Given text
+++
Sifter Playbook Schema¶

This document provides a comprehensive description of the Sifter Playbook format, its input methods (extractors), and its transformation steps.

Playbook Structure¶

A Playbook is a YAML file that defines an ETL pipeline.

Field	Type	Description
`class`	string	Should be `sifter`.
`name`	string	Unique name of the playbook.
`docs`	string	Documentation string for the playbook.
`outdir`	string	Default output directory for emitted files.
`params`	map	Configuration variables with optional defaults and types (`File`, `Dir`).
`inputs`	map	Named extractor definitions.
`outputs`	map	Named outputs definitions.
`pipelines`	map	Named transformation pipelines (arrays of steps).

Parameters (`params`)¶

Parameters allow playbooks to be parameterized. They are defined in the params section of the playbook YAML file.

Params Syntax¶

params:
  variableName:
    type: File # or Dir
    default: "path/to/default"

Supported Types¶

File: Represents a file path
Dir: Represents a directory path

params:
  inputDir:
    type: Dir
    default: "./data/input"
  outputDir:
    type: Dir
    default: "./data/output"
  schemaFile:
    type: File
    default: "./config/schema.json"

Input Methods (Extractors)¶

Extractors produce a stream of messages from various sources.

`table`¶

Loads data from a delimited file (TSV/CSV). - path: Path to the file. - rowSkip: Number of header rows to skip. - columns: Optional list of column names. - extraColumns: Field name to store any columns beyond the declared ones. - sep: Separator (default \t for TSVs, , for CSVs).

`json`¶

Loads data from a JSON file (standard or line-delimited). - path: Path to the file. - multiline: Load file as a single multiline JSON object.

`avro`¶

Loads data from an Avro object file. - path: Path to the file.

`xml`¶

Loads and parses XML data. - path: Path to the file. - level: Depth level to start breaking XML into discrete messages.

`sqlite`¶

Loads data from a SQLite database. - path: Path to the database file. - query: SQL SELECT statement.

`transpose`¶

Loads a TSV and transposes it (making rows from columns). - input: Path to the file. - rowSkip: Rows to skip. - sep: Separator. - useDB: Use a temporary disk database for large transpositions.
+++
Items from a labeling collection
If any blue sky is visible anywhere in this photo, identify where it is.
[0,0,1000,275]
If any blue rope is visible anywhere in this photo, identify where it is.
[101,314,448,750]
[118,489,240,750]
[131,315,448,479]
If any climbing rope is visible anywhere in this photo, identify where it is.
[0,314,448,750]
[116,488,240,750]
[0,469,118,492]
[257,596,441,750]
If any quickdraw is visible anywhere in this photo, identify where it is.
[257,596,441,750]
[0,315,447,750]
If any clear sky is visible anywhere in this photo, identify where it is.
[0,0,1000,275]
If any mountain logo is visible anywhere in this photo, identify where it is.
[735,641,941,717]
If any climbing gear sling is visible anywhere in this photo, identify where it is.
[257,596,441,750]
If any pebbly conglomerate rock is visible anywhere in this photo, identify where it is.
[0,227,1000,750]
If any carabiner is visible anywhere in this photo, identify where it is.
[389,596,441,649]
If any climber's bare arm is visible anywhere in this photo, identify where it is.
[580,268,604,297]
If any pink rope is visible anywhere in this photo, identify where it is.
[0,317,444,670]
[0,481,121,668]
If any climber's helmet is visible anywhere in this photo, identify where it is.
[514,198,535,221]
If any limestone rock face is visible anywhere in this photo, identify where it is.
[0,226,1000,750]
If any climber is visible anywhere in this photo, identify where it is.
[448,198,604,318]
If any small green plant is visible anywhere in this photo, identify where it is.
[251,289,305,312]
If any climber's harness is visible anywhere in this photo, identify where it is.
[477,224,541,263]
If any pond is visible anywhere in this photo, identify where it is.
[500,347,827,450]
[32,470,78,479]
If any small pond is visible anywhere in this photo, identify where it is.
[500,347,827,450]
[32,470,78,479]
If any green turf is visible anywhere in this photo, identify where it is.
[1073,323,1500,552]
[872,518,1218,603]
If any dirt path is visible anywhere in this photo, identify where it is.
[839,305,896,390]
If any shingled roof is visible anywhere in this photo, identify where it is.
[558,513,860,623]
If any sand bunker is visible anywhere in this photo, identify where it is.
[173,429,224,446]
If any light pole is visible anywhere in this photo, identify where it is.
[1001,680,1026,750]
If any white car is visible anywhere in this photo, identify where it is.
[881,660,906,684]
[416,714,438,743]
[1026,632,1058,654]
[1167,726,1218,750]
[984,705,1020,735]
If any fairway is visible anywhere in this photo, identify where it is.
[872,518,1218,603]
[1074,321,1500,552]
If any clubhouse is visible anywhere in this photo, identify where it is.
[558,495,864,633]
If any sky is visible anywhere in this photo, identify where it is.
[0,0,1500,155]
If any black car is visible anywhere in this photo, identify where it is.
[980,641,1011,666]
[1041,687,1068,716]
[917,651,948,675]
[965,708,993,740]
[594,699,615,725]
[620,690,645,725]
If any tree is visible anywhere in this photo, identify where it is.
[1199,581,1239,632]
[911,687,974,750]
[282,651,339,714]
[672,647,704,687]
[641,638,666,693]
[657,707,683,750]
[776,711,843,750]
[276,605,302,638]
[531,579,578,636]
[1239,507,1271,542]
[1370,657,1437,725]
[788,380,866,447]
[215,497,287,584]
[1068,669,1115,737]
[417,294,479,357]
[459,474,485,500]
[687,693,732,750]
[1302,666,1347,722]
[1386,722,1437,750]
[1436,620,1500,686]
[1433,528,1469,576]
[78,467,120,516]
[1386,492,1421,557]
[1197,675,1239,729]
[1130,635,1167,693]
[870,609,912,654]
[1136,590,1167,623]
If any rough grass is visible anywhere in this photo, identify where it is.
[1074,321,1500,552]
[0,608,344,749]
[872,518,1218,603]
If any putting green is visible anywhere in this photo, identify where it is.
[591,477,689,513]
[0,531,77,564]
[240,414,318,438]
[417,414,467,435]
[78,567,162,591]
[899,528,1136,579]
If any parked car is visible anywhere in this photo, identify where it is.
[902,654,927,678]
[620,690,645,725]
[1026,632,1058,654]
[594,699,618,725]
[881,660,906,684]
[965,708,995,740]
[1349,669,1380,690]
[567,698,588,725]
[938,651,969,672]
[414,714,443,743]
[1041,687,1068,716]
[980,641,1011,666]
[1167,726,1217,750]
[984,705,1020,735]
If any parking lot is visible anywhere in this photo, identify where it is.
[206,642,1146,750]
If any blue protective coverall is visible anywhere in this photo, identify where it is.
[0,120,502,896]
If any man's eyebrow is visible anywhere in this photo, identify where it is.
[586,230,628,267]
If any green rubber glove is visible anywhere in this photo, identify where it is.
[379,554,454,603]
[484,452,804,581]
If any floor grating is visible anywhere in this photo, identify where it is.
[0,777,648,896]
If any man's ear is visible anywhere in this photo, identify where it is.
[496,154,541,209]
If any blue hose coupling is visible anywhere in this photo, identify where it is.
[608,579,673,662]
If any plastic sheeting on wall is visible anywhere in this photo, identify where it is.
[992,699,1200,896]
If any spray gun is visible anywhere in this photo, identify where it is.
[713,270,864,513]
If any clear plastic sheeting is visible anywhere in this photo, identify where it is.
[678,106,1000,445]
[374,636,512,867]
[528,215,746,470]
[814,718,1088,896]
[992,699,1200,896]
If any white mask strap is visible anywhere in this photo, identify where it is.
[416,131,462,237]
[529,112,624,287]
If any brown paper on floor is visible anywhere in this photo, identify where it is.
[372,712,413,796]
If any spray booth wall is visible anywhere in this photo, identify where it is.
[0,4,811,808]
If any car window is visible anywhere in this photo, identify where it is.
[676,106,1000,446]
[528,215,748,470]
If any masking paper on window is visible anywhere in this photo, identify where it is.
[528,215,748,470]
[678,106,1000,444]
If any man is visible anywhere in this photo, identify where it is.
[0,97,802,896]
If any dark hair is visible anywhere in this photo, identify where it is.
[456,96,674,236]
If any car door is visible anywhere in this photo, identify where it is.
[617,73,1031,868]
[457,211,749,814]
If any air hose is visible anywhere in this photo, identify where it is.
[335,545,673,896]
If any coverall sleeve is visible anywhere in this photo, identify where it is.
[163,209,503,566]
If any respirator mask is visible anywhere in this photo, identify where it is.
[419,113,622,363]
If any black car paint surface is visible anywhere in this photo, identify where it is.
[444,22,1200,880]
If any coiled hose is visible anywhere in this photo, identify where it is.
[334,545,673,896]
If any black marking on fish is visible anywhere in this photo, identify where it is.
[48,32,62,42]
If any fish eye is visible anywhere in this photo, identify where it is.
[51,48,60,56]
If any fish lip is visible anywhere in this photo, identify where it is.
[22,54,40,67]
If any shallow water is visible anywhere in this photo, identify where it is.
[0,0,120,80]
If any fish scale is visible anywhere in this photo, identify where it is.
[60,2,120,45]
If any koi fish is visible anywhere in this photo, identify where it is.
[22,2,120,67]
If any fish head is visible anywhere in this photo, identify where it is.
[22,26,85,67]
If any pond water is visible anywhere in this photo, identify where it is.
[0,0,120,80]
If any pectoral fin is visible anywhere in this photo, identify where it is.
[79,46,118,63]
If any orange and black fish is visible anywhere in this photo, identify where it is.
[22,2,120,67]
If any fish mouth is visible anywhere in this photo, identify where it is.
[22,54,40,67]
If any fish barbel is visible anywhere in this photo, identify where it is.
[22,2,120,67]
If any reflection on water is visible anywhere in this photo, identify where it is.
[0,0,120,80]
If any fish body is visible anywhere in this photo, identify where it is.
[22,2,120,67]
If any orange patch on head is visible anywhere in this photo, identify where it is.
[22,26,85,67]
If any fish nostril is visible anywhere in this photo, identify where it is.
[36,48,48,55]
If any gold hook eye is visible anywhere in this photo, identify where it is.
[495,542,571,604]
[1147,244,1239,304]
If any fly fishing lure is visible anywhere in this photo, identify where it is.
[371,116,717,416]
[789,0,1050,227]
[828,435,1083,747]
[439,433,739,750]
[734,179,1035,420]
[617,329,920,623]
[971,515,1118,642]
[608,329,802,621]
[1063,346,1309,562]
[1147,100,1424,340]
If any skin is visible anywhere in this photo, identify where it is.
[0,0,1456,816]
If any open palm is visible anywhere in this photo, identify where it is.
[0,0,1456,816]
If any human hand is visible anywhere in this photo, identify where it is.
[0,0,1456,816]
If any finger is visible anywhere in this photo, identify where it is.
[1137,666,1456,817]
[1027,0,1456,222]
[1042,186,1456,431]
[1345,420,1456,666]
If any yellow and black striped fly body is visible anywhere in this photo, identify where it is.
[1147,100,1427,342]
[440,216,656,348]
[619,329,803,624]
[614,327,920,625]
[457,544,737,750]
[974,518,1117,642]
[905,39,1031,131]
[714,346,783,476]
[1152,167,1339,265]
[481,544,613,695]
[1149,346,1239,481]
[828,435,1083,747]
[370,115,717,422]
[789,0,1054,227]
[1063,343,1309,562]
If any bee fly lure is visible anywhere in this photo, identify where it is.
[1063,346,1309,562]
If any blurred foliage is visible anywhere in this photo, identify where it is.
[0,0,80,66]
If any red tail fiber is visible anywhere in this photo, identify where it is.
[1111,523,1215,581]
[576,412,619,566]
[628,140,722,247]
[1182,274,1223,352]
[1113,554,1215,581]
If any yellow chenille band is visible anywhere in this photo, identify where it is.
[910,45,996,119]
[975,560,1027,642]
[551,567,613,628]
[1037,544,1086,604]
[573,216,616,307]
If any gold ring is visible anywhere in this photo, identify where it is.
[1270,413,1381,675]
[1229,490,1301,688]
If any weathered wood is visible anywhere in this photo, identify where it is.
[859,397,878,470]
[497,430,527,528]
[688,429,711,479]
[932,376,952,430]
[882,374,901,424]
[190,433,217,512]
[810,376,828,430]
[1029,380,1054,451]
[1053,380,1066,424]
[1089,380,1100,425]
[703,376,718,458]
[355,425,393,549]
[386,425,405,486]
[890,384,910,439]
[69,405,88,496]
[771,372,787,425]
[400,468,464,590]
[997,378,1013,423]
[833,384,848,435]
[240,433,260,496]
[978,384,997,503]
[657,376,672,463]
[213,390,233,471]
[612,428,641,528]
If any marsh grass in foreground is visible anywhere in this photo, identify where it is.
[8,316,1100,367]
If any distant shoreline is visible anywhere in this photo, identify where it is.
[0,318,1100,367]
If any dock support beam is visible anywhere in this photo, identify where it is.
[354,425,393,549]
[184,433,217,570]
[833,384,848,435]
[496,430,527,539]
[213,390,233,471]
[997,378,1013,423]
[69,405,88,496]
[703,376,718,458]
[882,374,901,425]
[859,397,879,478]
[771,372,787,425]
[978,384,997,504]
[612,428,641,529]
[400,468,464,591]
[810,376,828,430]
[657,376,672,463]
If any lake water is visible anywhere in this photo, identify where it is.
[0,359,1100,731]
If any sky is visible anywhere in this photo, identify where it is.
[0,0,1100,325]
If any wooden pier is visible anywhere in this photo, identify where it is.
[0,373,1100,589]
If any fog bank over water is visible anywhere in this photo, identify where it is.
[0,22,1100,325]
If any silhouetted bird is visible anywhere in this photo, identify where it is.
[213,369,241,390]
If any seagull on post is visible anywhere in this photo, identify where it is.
+++
Tasks
1 – In the Sifter Playbook schema, what value should the `class` field have?
2 – Switch "rope" to "cord" in the rows, and give back only the lines from the start of the rows through the line holding "[580,268,604,297]", inclusive, with everything else unchanged.
The Sifter Playbook text and the rows have no connection to each other.

Responses to the exercise
1 – `sifter`

2 –
If any blue sky is visible anywhere in this photo, identify where it is.
[0,0,1000,275]
If any blue cord is visible anywhere in this photo, identify where it is.
[101,314,448,750]
[118,489,240,750]
[131,315,448,479]
If any climbing cord is visible anywhere in this photo, identify where it is.
[0,314,448,750]
[116,488,240,750]
[0,469,118,492]
[257,596,441,750]
If any quickdraw is visible anywhere in this photo, identify where it is.
[257,596,441,750]
[0,315,447,750]
If any clear sky is visible anywhere in this photo, identify where it is.
[0,0,1000,275]
If any mountain logo is visible anywhere in this photo, identify where it is.
[735,641,941,717]
If any climbing gear sling is visible anywhere in this photo, identify where it is.
[257,596,441,750]
If any pebbly conglomerate rock is visible anywhere in this photo, identify where it is.
[0,227,1000,750]
If any carabiner is visible anywhere in this photo, identify where it is.
[389,596,441,649]
If any climber's bare arm is visible anywhere in this photo, identify where it is.
[580,268,604,297]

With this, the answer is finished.